● **WHAT THE EXERCISE ASKS**:
Return each line of the data below unchanged, please.

Point localization data
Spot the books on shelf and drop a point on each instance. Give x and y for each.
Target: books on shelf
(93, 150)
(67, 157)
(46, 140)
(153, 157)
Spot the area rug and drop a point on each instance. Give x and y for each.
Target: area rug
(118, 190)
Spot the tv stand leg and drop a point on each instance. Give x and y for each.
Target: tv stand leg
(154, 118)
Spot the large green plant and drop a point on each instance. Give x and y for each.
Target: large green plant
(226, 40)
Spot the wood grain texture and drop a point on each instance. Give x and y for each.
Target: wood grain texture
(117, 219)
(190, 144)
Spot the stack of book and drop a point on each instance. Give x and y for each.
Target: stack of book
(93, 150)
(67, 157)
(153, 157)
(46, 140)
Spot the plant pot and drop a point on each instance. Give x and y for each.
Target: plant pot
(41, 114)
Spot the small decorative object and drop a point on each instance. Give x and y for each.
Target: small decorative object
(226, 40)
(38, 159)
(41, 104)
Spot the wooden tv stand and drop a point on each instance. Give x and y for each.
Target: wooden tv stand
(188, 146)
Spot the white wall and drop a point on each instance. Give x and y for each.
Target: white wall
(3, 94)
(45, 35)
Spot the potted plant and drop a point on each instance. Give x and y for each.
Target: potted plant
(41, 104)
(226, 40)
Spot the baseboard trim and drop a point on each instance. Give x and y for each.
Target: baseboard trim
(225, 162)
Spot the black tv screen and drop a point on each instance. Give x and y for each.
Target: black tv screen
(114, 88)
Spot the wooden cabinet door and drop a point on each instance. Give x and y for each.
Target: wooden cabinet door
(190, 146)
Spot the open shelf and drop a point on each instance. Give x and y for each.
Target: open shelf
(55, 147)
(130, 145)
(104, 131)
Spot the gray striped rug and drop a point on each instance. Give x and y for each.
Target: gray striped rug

● **TASK ANSWER**:
Spot the books on shelf and drop a point on each instance. Give x and y for each.
Target: books on shelf
(93, 150)
(67, 157)
(46, 140)
(153, 157)
Spot the area rug and drop a point on each instance. Give x and y for each.
Target: area rug
(118, 190)
Spot the tv stand leg and drop a point on each instance. Give x and y for each.
Target: tv stand leg
(154, 118)
Spot the large green plant and drop a point on each instance. Give x and y for each.
Target: large green plant
(226, 40)
Spot the wood grain texture and drop a point on each instance. Give x and y for each.
Target: wood grain texture
(117, 219)
(190, 144)
Spot the stack of book and drop a point on each instance. Give x and y for each.
Target: stack of book
(93, 150)
(67, 157)
(153, 157)
(46, 140)
Spot the plant pot and drop a point on each instance. Give x and y for each.
Target: plant pot
(41, 114)
Spot the small decorative object and drop a point on each instance. Give x and y for each.
Target: small decorative object
(226, 40)
(38, 159)
(41, 104)
Spot the wooden tv stand and drop a point on each instance. Give x and y for each.
Target: wooden tv stand
(188, 146)
Spot the white wall and drop a point on each instance. Give x and y for each.
Target: white wall
(3, 94)
(45, 35)
Spot the potted plant and drop a point on each instance. Give x and y for each.
Target: potted plant
(41, 104)
(226, 40)
Spot the baseboard trim and drop a point on each instance. Give x and y for each.
Target: baseboard trim
(225, 162)
Spot the black tv screen and drop a point on each instance. Give x and y for each.
Target: black tv screen
(114, 88)
Spot the wooden cabinet door and drop a point on each instance. Give x and y for each.
Target: wooden cabinet door
(190, 146)
Spot the open shelf and drop a point on each instance. Give x and y for each.
Target: open shelf
(55, 147)
(130, 145)
(104, 131)
Spot the gray striped rug and drop a point on each instance. Give x and y for each.
Target: gray striped rug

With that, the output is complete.